**Given task**: Quote each record exactly, please, leaving none out.

########################################

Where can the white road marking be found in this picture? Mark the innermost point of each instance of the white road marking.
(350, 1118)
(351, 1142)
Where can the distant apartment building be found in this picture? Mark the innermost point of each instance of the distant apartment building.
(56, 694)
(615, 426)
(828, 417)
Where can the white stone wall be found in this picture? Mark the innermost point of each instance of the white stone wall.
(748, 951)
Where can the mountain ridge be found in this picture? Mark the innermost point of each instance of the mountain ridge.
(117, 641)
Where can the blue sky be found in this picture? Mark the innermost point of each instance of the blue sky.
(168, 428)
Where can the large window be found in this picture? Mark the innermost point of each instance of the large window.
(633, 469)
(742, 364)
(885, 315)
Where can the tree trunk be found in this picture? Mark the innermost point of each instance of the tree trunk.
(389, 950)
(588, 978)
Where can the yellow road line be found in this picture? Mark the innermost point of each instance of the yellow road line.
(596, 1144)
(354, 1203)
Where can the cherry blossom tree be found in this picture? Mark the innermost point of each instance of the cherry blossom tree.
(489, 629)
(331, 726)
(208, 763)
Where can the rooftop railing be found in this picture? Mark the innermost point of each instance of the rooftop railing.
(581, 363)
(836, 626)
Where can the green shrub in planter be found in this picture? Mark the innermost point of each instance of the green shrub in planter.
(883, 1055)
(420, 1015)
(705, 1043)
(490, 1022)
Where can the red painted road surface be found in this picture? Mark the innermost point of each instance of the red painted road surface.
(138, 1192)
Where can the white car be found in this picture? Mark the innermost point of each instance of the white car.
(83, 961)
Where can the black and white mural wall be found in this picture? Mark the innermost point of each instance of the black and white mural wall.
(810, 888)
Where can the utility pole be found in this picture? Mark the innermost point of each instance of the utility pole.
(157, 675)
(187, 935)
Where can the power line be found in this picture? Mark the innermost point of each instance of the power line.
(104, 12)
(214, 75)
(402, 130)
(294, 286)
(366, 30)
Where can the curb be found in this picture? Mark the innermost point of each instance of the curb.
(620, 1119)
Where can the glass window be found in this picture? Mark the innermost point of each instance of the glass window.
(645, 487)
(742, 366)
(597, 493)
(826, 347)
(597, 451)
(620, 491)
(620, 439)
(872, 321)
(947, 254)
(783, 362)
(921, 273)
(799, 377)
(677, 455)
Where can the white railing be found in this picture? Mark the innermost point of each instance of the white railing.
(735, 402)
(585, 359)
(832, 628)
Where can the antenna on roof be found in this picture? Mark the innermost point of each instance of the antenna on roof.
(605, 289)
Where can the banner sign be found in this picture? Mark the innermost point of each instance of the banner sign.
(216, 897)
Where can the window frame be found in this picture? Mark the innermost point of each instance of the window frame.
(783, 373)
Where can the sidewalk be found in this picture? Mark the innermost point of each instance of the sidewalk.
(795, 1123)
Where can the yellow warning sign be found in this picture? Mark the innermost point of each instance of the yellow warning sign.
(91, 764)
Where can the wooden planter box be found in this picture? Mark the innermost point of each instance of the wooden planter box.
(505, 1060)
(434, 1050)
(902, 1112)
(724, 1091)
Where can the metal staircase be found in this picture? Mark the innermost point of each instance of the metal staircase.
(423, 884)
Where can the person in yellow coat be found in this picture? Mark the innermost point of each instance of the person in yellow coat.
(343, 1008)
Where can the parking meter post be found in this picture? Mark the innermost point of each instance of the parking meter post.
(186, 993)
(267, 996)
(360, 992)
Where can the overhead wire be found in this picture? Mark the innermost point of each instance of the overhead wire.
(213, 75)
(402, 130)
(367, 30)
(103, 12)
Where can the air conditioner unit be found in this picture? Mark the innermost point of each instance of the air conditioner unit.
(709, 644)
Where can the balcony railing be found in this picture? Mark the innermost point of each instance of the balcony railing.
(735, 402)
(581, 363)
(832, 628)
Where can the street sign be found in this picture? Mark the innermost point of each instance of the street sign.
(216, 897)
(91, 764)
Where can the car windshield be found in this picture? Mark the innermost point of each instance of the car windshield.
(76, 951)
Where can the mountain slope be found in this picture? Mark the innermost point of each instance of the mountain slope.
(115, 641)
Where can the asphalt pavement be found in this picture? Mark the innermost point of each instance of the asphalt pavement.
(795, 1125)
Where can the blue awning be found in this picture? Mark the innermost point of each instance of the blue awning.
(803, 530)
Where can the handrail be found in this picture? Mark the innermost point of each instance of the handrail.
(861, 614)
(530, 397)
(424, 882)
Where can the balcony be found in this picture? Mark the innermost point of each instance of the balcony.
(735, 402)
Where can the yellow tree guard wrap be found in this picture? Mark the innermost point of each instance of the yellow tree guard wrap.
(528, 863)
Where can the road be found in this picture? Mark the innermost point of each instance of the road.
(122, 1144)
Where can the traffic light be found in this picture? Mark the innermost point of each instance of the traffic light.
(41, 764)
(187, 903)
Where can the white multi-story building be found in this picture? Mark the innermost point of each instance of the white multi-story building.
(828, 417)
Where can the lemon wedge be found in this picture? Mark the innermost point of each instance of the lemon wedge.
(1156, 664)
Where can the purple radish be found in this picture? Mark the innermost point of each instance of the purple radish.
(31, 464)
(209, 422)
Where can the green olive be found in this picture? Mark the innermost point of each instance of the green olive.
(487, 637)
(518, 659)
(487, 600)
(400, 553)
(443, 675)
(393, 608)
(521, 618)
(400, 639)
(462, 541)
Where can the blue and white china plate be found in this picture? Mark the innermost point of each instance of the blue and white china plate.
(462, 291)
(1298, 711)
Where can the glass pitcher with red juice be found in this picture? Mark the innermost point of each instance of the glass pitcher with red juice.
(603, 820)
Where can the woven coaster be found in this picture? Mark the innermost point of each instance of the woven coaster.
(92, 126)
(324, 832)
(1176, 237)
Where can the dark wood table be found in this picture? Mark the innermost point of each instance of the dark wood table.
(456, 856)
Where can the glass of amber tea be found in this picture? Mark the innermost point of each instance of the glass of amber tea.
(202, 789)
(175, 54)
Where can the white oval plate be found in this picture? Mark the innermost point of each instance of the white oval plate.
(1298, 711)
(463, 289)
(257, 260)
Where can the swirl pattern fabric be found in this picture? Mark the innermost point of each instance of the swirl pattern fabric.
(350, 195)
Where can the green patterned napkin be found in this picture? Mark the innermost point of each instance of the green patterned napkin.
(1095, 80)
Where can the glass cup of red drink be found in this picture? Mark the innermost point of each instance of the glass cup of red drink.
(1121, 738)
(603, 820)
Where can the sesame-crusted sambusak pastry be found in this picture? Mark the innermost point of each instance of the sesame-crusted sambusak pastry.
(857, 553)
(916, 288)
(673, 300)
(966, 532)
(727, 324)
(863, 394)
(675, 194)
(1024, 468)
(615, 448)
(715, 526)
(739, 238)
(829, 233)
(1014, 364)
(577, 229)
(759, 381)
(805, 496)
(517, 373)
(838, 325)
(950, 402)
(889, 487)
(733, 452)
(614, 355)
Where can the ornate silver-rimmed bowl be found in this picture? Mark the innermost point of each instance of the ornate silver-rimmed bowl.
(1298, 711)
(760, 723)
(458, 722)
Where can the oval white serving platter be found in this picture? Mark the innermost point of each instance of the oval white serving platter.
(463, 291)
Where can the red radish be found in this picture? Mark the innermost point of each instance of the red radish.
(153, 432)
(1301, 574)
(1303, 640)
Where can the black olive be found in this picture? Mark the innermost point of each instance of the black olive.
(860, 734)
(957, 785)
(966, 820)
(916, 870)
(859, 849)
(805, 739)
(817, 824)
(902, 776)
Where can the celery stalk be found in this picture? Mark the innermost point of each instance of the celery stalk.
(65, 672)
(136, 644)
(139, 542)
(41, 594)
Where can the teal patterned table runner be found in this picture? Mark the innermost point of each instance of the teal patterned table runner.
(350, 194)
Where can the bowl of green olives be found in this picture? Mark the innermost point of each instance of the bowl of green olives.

########################################

**Written solution**:
Where can the white road marking be found in this picture? Mark the innermost point of each instance of the white road marking.
(350, 1118)
(351, 1142)
Where can the distant apartment building be found in this picture? Mark the innermost point of each instance of the distant apartment building.
(56, 694)
(615, 426)
(828, 417)
Where can the white stone wall be found in this picture? Mark the innermost point of each instance of the white stone wall.
(748, 951)
Where can the mountain ridge be found in this picture? Mark the innermost point of each instance of the mountain ridge.
(117, 641)
Where can the blue sky be found in this picture? Mark the innermost point of each instance of the blue sky.
(168, 428)
Where can the large window be found in this picture? Mark the innermost point of each instance of the large window.
(633, 469)
(742, 364)
(885, 315)
Where can the tree trunk be found in this picture? Mark the innermost point of each instance of the tree trunk.
(389, 950)
(588, 978)
Where can the yellow road line be found in this picture? Mark the innermost point of each instance of the yellow road line.
(596, 1144)
(354, 1203)
Where can the cherry blossom tree be found in this picture? Mark the innermost point of each instance of the cherry blossom tree.
(489, 629)
(331, 726)
(208, 763)
Where can the rooftop railing be found in this picture? Mark the innermost point of each instance of the rooftop railing.
(581, 363)
(836, 626)
Where can the green shrub in planter be found in this picture? Mark the innermost point of each instance of the green shrub in planter.
(883, 1055)
(420, 1015)
(705, 1043)
(490, 1022)
Where can the red painted road surface be found in this picture? Mark the innermost point of each instance of the red painted road surface.
(138, 1192)
Where can the white car be found in this picture? Mark the innermost point of each instance of the white car.
(83, 961)
Where can the black and white mural wall be found in this picture? Mark the innermost point of each instance of the black and white mural wall.
(810, 888)
Where can the utility pole be found in this picture? Mark the innermost point of each instance of the utility pole.
(157, 675)
(187, 935)
Where can the power line be found in this picture? Mark the innermost point of each instance of the power line.
(104, 12)
(214, 75)
(402, 130)
(294, 286)
(366, 30)
Where can the curb be found in this picture? Mark the innermost point of each instance of the curb.
(620, 1119)
Where can the glass window be found in this picture? Mark the innermost point of each instance of the glass window.
(645, 487)
(742, 366)
(597, 493)
(826, 347)
(597, 451)
(620, 491)
(620, 439)
(872, 321)
(947, 254)
(783, 362)
(921, 273)
(799, 377)
(677, 455)
Where can the white railing be found in this picture? Mark the innermost point of each instance of the white railing.
(735, 402)
(585, 359)
(832, 628)
Where can the antenna on roof be found in this picture? Mark the innermost point of each instance of the antenna on roof.
(605, 289)
Where can the banner sign be found in this picture? Mark the innermost point of each instance of the banner sign.
(216, 897)
Where can the window frame be found in this picture? Mark the innermost point of each instance of the window frame.
(783, 373)
Where can the sidewalk be found in this picture? Mark the innermost point of each instance of the sidewalk.
(795, 1123)
Where can the yellow warning sign be found in this picture? Mark the innermost point of each instance of the yellow warning sign.
(91, 764)
Where can the wooden planter box be found in this picture? Mark the innermost point of each instance of the wooden planter box.
(505, 1060)
(434, 1050)
(902, 1112)
(724, 1091)
Where can the metal staircase be found in this picture? Mark the innermost point of each instance of the metal staircase.
(423, 884)
Where can the person in yellow coat be found in this picture? Mark the innermost point of each instance of the person in yellow coat.
(343, 1008)
Where can the parking meter post be found in this picture? Mark the innermost point of each instance of the parking meter post.
(186, 993)
(267, 996)
(360, 992)
Where can the overhead wire be found in this picture? Mark the innermost point of each instance of the overhead wire.
(213, 75)
(402, 130)
(367, 30)
(103, 12)
Where can the air conditioner unit be found in this picture? Mark the innermost point of each instance of the air conditioner unit.
(709, 644)
Where can the balcony railing be found in this picture? Mark the innermost point of each instance of the balcony railing.
(735, 402)
(581, 363)
(832, 628)
Where can the street sign be found in this picture? Mark the innermost point of each instance of the street sign.
(216, 897)
(91, 764)
Where can the car windshield be found in this picture? Mark the innermost point of each instance of the car windshield.
(76, 951)
Where can the mountain slope be found in this picture? Mark the innermost point of each instance of the mountain slope.
(115, 641)
Where can the asphalt pavement be found in this picture? Mark the innermost point of each instance of the asphalt pavement.
(795, 1125)
Where can the blue awning be found in this picture? Mark the innermost point of each instance of the blue awning.
(803, 530)
Where can the handrail be found in this picture? Mark the innermost point of each instance of the handrail.
(861, 614)
(530, 397)
(424, 882)
Where can the balcony be found in this picture? Mark the innermost point of each instance of the balcony.
(735, 402)
Where can the yellow tree guard wrap be found in this picture? Mark the innermost point of each instance of the yellow tree guard wrap.
(528, 863)
Where can the road be found in this picture? Mark the innermost point of each instance of the road.
(122, 1144)
Where can the traffic light be found in this picture? Mark the innermost point of each instance of the traffic light.
(41, 764)
(187, 903)
Where can the white multi-story building be found in this picture? Mark the innermost point of each instance of the white multi-story building.
(828, 417)
Where can the lemon wedge be found in this picture? Mark the innermost point of each instance of the lemon wedge.
(1156, 664)
Where can the purple radish be found in this picture? Mark the innermost point of each instance of the purple radish.
(31, 464)
(209, 422)
Where can the green olive be found in this picture? Mark the innermost point of each instance of the green olive.
(487, 637)
(518, 659)
(487, 600)
(400, 553)
(443, 675)
(393, 608)
(521, 618)
(400, 639)
(462, 541)
Where can the blue and white china plate be found in this picture? Mark the innermost point of each instance of the blue and white china plate.
(462, 291)
(1298, 711)
Where can the glass pitcher with red juice be found in this picture? Mark the innermost point of each instance of the glass pitcher with red juice.
(603, 820)
Where can the woven coaster be found in this picture? Mark the innermost point of each instance of the woven coaster.
(92, 126)
(324, 832)
(1176, 237)
Where can the dark wood table be found in this picture? Mark the innermost point of each instance of the dark wood table.
(456, 856)
Where can the glass of amber tea be found in this picture? Mark the innermost point of each instance of the glass of amber tea.
(202, 789)
(175, 54)
Where can the white oval plate be found in this picture? Mark the innermost point of each instance of the white oval plate.
(1298, 711)
(463, 289)
(257, 260)
Where can the swirl pattern fabric be found in this picture? Mark the innermost point of each instance of the swirl pattern fabric.
(350, 195)
Where can the green patterned napkin be found in this picture? Mark the innermost point of each instance of the green patterned napkin.
(1095, 80)
Where can the glass cup of red drink be found in this picture? Mark the innermost point of each instance of the glass cup of red drink.
(1121, 738)
(603, 820)
Where can the sesame-crusted sambusak pastry be found in this picture? Mark the innermost point of each instance of the sesame-crusted sambusak pastry.
(857, 553)
(916, 288)
(673, 300)
(966, 532)
(727, 324)
(863, 394)
(675, 194)
(1024, 468)
(615, 448)
(715, 526)
(739, 238)
(829, 233)
(1014, 364)
(577, 229)
(759, 381)
(805, 496)
(517, 373)
(838, 325)
(950, 402)
(889, 487)
(733, 452)
(614, 355)
Where can the ornate silver-rimmed bowl be found in this picture? Mark the innermost point of each instance of the ornate silver-rimmed bowl.
(1298, 711)
(760, 723)
(458, 722)
Where can the oval white serving platter be found in this picture? Mark the innermost point of each instance of the oval white serving platter.
(463, 291)
Where can the red radish be found in this picture? Mark the innermost point of each instance of the red radish.
(153, 432)
(1301, 574)
(1303, 640)
Where can the black olive be found in this picture? Mark the innermost point of each instance of the black olive.
(860, 734)
(957, 785)
(966, 820)
(916, 870)
(859, 849)
(805, 739)
(817, 824)
(902, 776)
Where can the celery stalk be found in this picture? Mark the innermost point of each instance of the celery stalk.
(65, 672)
(136, 644)
(139, 542)
(41, 594)
Where can the teal patterned table runner be found in this picture? Mark the innermost point of each instance of the teal patterned table runner.
(350, 194)
Where can the bowl of green olives be found in this picture? Mark the innermost point of each instance of the bowl of green olives.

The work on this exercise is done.